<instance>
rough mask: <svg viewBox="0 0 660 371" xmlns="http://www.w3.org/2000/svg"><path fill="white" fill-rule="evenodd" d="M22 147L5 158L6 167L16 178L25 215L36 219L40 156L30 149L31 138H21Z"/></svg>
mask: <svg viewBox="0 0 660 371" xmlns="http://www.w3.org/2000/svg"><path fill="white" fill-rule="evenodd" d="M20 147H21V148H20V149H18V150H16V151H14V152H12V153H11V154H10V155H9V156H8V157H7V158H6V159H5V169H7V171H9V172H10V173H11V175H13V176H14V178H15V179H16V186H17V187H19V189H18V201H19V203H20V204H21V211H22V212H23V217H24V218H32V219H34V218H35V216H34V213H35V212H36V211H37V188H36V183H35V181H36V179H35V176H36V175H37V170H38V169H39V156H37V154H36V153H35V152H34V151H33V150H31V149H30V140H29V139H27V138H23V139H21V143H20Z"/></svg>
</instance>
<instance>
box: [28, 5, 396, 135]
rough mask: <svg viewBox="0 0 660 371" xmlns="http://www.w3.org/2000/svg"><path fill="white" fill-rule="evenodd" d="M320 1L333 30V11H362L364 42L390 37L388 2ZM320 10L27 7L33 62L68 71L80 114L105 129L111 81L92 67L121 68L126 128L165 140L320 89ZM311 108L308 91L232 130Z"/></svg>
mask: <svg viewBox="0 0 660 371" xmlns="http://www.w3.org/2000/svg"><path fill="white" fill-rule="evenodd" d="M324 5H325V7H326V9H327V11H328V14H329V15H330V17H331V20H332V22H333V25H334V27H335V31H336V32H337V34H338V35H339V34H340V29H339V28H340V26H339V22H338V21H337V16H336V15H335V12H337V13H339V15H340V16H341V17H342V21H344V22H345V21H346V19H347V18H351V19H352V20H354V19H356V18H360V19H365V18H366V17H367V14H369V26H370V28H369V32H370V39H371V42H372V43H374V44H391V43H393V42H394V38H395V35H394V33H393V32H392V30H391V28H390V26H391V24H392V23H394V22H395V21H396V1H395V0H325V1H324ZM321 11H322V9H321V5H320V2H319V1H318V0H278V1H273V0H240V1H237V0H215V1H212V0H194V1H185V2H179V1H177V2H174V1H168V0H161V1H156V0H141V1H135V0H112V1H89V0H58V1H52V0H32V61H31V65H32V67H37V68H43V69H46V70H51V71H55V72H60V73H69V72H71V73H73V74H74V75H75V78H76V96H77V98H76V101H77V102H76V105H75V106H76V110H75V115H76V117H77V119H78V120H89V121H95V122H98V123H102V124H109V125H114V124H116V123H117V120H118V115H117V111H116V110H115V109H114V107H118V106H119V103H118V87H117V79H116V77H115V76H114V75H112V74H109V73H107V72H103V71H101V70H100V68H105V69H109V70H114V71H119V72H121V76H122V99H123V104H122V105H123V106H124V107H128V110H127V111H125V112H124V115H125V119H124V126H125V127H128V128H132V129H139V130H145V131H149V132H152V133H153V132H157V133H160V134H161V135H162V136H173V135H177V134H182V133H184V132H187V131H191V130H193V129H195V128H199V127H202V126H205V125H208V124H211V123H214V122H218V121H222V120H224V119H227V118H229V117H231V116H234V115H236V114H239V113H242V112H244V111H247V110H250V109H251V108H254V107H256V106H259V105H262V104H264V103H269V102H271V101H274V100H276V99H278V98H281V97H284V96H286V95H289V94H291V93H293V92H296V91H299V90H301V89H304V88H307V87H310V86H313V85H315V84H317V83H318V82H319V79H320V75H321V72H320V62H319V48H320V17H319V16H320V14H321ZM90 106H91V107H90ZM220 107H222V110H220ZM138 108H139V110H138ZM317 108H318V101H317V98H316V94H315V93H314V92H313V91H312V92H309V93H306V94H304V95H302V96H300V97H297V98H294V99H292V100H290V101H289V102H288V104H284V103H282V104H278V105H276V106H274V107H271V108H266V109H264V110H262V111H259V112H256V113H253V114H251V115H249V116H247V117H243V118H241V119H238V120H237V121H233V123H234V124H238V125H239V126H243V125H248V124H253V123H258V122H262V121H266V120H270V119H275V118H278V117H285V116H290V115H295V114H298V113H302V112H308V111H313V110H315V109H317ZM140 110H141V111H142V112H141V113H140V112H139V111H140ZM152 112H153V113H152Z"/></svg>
──────────────────────────────
## TASK STATEMENT:
Revise the records by changing "rough mask" to "coarse mask" everywhere it appears, and leave every other part of the text as it is.

## RESPONSE FOR THIS EXERCISE:
<instance>
coarse mask: <svg viewBox="0 0 660 371" xmlns="http://www.w3.org/2000/svg"><path fill="white" fill-rule="evenodd" d="M22 147L5 158L6 167L16 178L25 215L36 219L40 156L30 149L31 138H21Z"/></svg>
mask: <svg viewBox="0 0 660 371" xmlns="http://www.w3.org/2000/svg"><path fill="white" fill-rule="evenodd" d="M20 147H21V148H20V149H18V150H16V151H14V152H12V153H11V154H10V155H9V156H8V157H7V158H6V159H5V169H7V171H9V172H10V173H11V175H13V176H14V178H15V179H16V186H17V187H19V189H18V201H19V203H20V204H21V211H22V212H23V217H24V218H32V219H34V218H35V216H34V213H35V212H36V211H37V188H36V183H35V181H36V179H35V176H36V175H37V170H38V169H39V156H37V154H36V153H35V152H34V151H33V150H31V149H30V140H29V139H27V138H23V139H21V143H20Z"/></svg>
</instance>
<instance>
box: [28, 5, 396, 135]
coarse mask: <svg viewBox="0 0 660 371" xmlns="http://www.w3.org/2000/svg"><path fill="white" fill-rule="evenodd" d="M320 1L333 30V11H362L364 42L390 37L388 2ZM320 10L27 7L33 62L68 71L80 114L105 129L111 81L92 67L121 68L126 128L165 140L320 89ZM311 108L308 91L232 130Z"/></svg>
mask: <svg viewBox="0 0 660 371" xmlns="http://www.w3.org/2000/svg"><path fill="white" fill-rule="evenodd" d="M324 5H325V7H326V9H327V11H328V14H329V15H330V17H331V20H332V22H333V25H334V27H335V31H336V32H337V34H338V35H339V34H340V29H339V28H340V26H339V22H338V21H337V16H336V15H335V12H337V13H339V15H340V16H341V17H342V21H344V22H345V21H346V19H347V18H351V19H352V20H354V19H356V18H360V19H365V18H366V17H367V14H369V26H370V28H369V32H370V39H371V42H372V43H374V44H391V43H393V42H394V38H395V35H394V33H393V32H392V30H391V28H390V26H391V24H392V23H394V22H395V21H396V1H395V0H325V1H324ZM321 11H322V9H321V5H320V2H319V1H318V0H278V1H273V0H240V1H237V0H215V1H212V0H194V1H185V2H179V1H177V2H174V1H168V0H161V1H156V0H141V1H135V0H112V1H89V0H58V1H52V0H32V61H31V65H32V67H37V68H43V69H46V70H51V71H55V72H60V73H69V72H71V73H73V74H74V75H75V78H76V96H77V98H76V101H77V102H76V105H75V106H76V110H75V115H76V117H77V119H78V120H89V121H95V122H98V123H102V124H109V125H114V124H116V123H117V120H118V115H117V111H116V110H115V109H114V107H118V106H119V103H118V87H117V79H116V77H115V76H114V75H112V74H109V73H107V72H103V71H101V70H100V68H105V69H109V70H114V71H119V72H121V76H122V99H123V104H122V105H123V106H124V107H128V110H127V111H125V112H124V115H125V119H124V126H125V127H128V128H132V129H139V130H145V131H149V132H152V133H153V132H157V133H160V134H161V135H162V136H173V135H177V134H182V133H184V132H187V131H191V130H193V129H195V128H199V127H202V126H205V125H208V124H211V123H214V122H218V121H222V120H224V119H227V118H229V117H231V116H234V115H236V114H239V113H242V112H244V111H247V110H250V109H251V108H254V107H256V106H259V105H262V104H264V103H269V102H271V101H274V100H276V99H278V98H281V97H284V96H286V95H289V94H291V93H293V92H296V91H299V90H301V89H304V88H307V87H310V86H313V85H315V84H317V83H318V82H319V79H320V75H321V72H320V62H319V48H320V17H319V16H320V14H321ZM90 106H91V107H90ZM220 107H222V110H220ZM138 108H139V110H138ZM317 108H318V101H317V98H316V94H315V93H314V92H313V91H312V92H309V93H306V94H304V95H302V96H300V97H297V98H294V99H292V100H290V101H289V102H288V104H284V103H282V104H278V105H276V106H274V107H271V108H266V109H264V110H262V111H259V112H256V113H253V114H251V115H249V116H247V117H243V118H241V119H238V120H237V121H233V123H234V124H238V125H239V126H243V125H248V124H253V123H258V122H262V121H266V120H270V119H275V118H278V117H285V116H290V115H295V114H298V113H302V112H308V111H313V110H315V109H317ZM140 110H141V111H142V112H141V113H140V112H139V111H140ZM152 112H153V113H152Z"/></svg>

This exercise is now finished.